Aging is regarded as a factor of parenchymal/ductal changes on EUS similar to chronic pancreatitis, in fact, many patients have pancreatic parenchymal and ductular changes that are identifiable on EUS in individuals without history or symptoms of pancreaticobiliary disease [27]. Many endosonographers have the impression that aging can cause variations in ductal and parenchymal pancreatic anatomy. Rajan et al. [28] reported that isolated EUS abnormalities are frequent in adults >60 without pancreatic disease. They reported that the presence of more than three EUS abnormalities, ductal or intra-parenchymal stones, ductal narrowing or ductal dilation is more likely to represent disease than age-related changes. However, whether these changes represent early pancreatic disease or simply represent normal variation remains unknown.

WORK ITEM
Copy the passage on aging and pancreatic changes seen on EUS word for word, in full. The lines after this have nothing to do with the text.

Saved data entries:
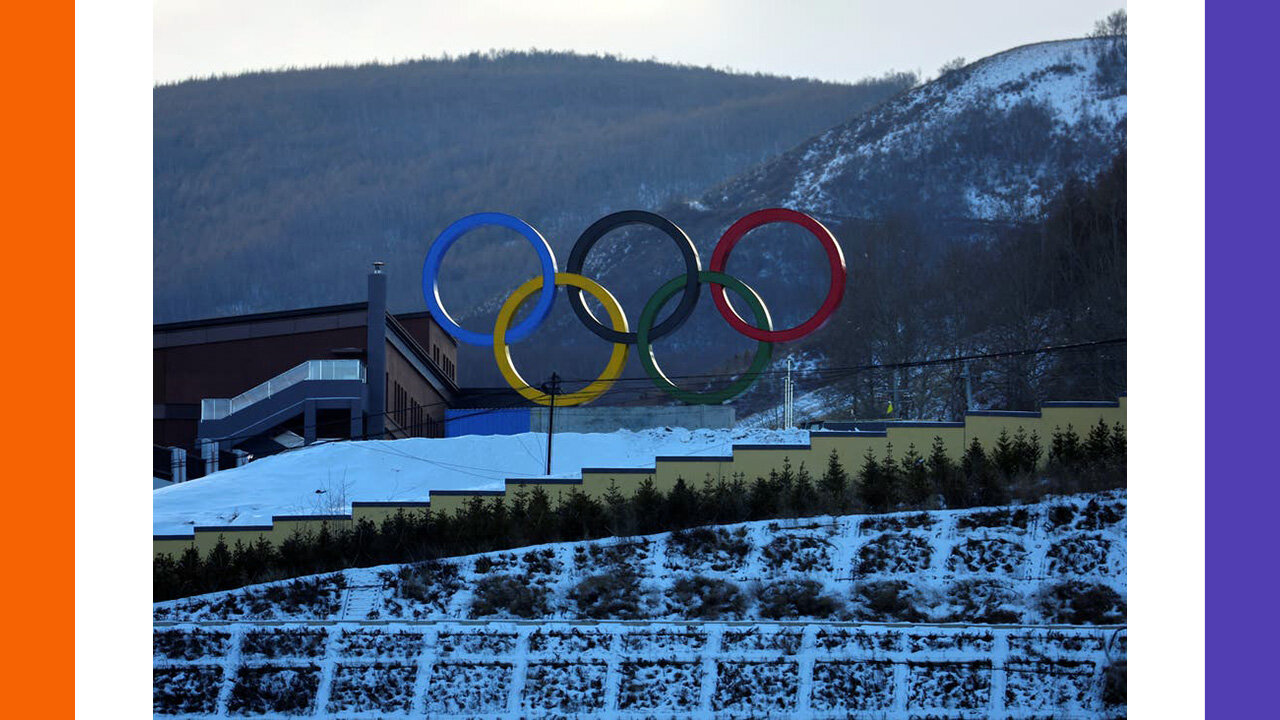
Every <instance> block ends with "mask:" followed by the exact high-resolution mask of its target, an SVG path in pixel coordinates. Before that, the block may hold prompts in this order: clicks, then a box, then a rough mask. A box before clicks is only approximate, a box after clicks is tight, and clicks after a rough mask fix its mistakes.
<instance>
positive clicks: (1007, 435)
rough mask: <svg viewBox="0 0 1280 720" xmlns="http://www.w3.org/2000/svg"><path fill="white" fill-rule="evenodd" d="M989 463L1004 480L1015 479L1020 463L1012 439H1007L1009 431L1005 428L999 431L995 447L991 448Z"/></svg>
mask: <svg viewBox="0 0 1280 720" xmlns="http://www.w3.org/2000/svg"><path fill="white" fill-rule="evenodd" d="M991 462H992V464H993V465H995V466H996V471H998V473H1000V474H1001V475H1004V477H1005V479H1012V478H1015V477H1016V475H1018V471H1019V470H1020V465H1021V462H1020V461H1019V457H1018V452H1016V451H1015V448H1014V439H1012V438H1010V437H1009V430H1007V429H1005V428H1001V429H1000V437H997V438H996V446H995V447H992V448H991Z"/></svg>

EXERCISE ANSWER
Aging is regarded as a factor of parenchymal/ductal changes on EUS similar to chronic pancreatitis, in fact, many patients have pancreatic parenchymal and ductular changes that are identifiable on EUS in individuals without history or symptoms of pancreaticobiliary disease [27]. Many endosonographers have the impression that aging can cause variations in ductal and parenchymal pancreatic anatomy. Rajan et al. [28] reported that isolated EUS abnormalities are frequent in adults >60 without pancreatic disease. They reported that the presence of more than three EUS abnormalities, ductal or intra-parenchymal stones, ductal narrowing or ductal dilation is more likely to represent disease than age-related changes. However, whether these changes represent early pancreatic disease or simply represent normal variation remains unknown.